[Recorded data]
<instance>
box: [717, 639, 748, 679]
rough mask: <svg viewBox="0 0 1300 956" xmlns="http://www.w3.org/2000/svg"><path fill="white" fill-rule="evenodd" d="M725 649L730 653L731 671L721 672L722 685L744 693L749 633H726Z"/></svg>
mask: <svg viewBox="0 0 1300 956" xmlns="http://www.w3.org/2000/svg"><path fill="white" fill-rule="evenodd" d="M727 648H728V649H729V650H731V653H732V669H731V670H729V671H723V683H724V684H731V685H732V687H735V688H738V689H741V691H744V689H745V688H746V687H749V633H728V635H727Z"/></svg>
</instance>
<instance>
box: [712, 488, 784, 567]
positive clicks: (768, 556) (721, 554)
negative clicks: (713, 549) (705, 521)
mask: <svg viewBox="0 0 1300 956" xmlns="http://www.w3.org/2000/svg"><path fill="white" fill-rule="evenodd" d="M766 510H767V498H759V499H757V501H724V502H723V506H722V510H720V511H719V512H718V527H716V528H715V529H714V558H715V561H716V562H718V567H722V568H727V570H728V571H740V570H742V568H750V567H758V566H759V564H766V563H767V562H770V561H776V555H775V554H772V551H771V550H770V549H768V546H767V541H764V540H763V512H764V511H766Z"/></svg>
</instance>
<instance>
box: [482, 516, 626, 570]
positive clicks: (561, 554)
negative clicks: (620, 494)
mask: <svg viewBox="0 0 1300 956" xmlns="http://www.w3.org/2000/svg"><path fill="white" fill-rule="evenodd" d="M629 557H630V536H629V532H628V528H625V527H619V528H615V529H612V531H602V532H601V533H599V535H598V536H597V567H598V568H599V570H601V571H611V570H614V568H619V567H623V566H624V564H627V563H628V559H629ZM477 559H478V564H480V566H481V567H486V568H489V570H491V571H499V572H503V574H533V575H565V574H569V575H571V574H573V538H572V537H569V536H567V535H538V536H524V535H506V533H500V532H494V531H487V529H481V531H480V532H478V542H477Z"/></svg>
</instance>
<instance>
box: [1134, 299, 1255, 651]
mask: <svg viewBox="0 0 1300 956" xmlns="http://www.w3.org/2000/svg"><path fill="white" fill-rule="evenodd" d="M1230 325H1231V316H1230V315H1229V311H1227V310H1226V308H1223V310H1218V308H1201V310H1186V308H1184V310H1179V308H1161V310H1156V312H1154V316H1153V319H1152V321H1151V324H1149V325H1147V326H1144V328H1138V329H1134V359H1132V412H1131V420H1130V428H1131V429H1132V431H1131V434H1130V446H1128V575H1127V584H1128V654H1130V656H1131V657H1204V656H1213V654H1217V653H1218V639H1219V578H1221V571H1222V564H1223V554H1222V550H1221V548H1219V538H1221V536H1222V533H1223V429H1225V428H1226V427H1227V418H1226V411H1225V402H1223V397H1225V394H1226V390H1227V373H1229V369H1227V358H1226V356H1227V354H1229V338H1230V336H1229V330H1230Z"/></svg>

▶ Assigned task: Please write out these rows again, swapping "negative clicks" for "negative points" wherever it occurs and leaving everything else unchanged.

▶ Response for this exercise:
<instance>
box: [717, 639, 748, 679]
rough mask: <svg viewBox="0 0 1300 956" xmlns="http://www.w3.org/2000/svg"><path fill="white" fill-rule="evenodd" d="M725 649L730 653L731 671L721 672L722 685L744 693L749 633H726Z"/></svg>
mask: <svg viewBox="0 0 1300 956" xmlns="http://www.w3.org/2000/svg"><path fill="white" fill-rule="evenodd" d="M727 648H728V649H729V650H731V653H732V669H731V670H729V671H723V683H724V684H731V685H732V687H735V688H738V689H741V691H744V689H745V688H746V687H749V633H728V635H727Z"/></svg>
</instance>
<instance>
box: [712, 488, 784, 567]
positive clicks: (768, 556) (721, 554)
negative points: (713, 549) (705, 521)
mask: <svg viewBox="0 0 1300 956" xmlns="http://www.w3.org/2000/svg"><path fill="white" fill-rule="evenodd" d="M766 510H767V498H759V499H757V501H724V502H723V506H722V510H720V511H719V512H718V527H716V528H715V529H714V558H715V561H716V562H718V567H722V568H727V570H728V571H740V570H742V568H750V567H758V566H759V564H766V563H767V562H770V561H776V555H775V554H772V551H771V550H770V549H768V546H767V541H764V540H763V512H764V511H766Z"/></svg>
</instance>
<instance>
box: [482, 516, 626, 570]
positive clicks: (561, 554)
negative points: (620, 494)
mask: <svg viewBox="0 0 1300 956" xmlns="http://www.w3.org/2000/svg"><path fill="white" fill-rule="evenodd" d="M629 557H630V536H629V532H628V528H625V527H619V528H615V529H612V531H602V532H601V533H599V535H598V536H597V567H598V568H599V570H601V571H611V570H614V568H619V567H623V566H624V564H627V563H628V559H629ZM477 559H478V564H480V566H481V567H486V568H489V570H491V571H499V572H503V574H533V575H565V574H569V575H571V574H573V538H572V537H569V536H567V535H538V536H524V535H506V533H500V532H494V531H487V529H481V531H480V532H478V542H477Z"/></svg>
</instance>
<instance>
box: [1134, 299, 1255, 651]
mask: <svg viewBox="0 0 1300 956" xmlns="http://www.w3.org/2000/svg"><path fill="white" fill-rule="evenodd" d="M1230 325H1231V316H1230V315H1229V311H1227V310H1226V308H1223V310H1218V308H1201V310H1186V308H1184V310H1179V308H1161V310H1156V312H1154V316H1153V319H1152V321H1151V324H1149V325H1147V326H1144V328H1138V329H1134V359H1132V412H1131V420H1130V428H1131V429H1132V431H1131V434H1130V446H1128V575H1127V584H1128V654H1130V656H1131V657H1204V656H1213V654H1217V653H1218V639H1219V578H1221V571H1222V564H1223V554H1222V550H1221V548H1219V538H1221V536H1222V533H1223V429H1225V428H1226V427H1227V418H1226V411H1225V402H1223V397H1225V394H1226V390H1227V373H1229V369H1227V358H1226V356H1227V354H1229V338H1230V336H1229V330H1230Z"/></svg>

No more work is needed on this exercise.